:: Text for analysis ::
THAILAND: The annual Songkran festival will be allowed to go ahead next month to stimulate tourism and the economy, but celebrations must comply with disease control measures, triggering some health concerns from a senior physician.

CoronavirusCOVID-19culturehealthSafety
By Bangkok Post

Thursday 4 March 2021, 09:21AM


Visitors are scarce on Khao San Road in Bangkok, once packed with tourists before the COVID-19 pandemic. The government says it will allow the annual Songkran festival to be celebrated next month to stimulate tourism and the economy, but with strict disease control measures in place. Photo: Pornprom Satrabhaya.

Visitors are scarce on Khao San Road in Bangkok, once packed with tourists before the COVID-19 pandemic. The government says it will allow the annual Songkran festival to be celebrated next month to stimulate tourism and the economy, but with strict disease control measures in place. Photo: Pornprom Satrabhaya.

Prime Minister Prayut Chan-o-cha yesterday (Mar 3) signalled further easing of travel restrictions to stimulate the economy, saying the Songkran festival could be celebrated fully, but only if social distancing rules are respected.

He gave an interview at Government House on the government’s relaxation of COVID-19 measures for Songkran.

:: Required work ::
• a. In the news article about the Songkran festival, on what condition did Prime Minister Prayut Chan-o-cha say the festival could be celebrated fully?
• b. List every place named in the news article about the Songkran festival.

Saved data entries:
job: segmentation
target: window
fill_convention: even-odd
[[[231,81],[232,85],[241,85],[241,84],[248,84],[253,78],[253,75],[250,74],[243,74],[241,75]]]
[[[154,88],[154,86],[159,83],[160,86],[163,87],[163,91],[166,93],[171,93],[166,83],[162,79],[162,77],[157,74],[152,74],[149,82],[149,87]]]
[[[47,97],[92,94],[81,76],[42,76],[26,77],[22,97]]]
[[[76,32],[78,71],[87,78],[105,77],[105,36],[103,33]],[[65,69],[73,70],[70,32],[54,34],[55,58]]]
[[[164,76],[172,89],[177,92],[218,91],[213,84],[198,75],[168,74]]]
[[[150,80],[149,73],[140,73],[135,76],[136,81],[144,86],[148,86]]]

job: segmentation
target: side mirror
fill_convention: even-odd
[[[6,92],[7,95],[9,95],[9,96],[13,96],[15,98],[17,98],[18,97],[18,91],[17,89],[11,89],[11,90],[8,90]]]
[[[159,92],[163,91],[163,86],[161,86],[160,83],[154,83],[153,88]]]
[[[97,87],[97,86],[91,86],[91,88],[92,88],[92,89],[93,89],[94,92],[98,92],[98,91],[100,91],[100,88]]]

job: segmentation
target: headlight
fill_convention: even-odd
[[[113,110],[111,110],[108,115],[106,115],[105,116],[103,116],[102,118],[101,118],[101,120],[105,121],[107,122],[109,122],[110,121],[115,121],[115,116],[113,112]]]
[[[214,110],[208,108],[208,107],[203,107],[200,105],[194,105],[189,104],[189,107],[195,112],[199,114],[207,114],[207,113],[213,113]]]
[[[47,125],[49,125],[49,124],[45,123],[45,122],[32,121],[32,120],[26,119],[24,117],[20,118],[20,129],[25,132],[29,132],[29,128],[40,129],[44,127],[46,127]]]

:: Written responses ::
• a. Only if social distancing rules are respected.

• b. Thailand, Khao San Road, Bangkok, Government House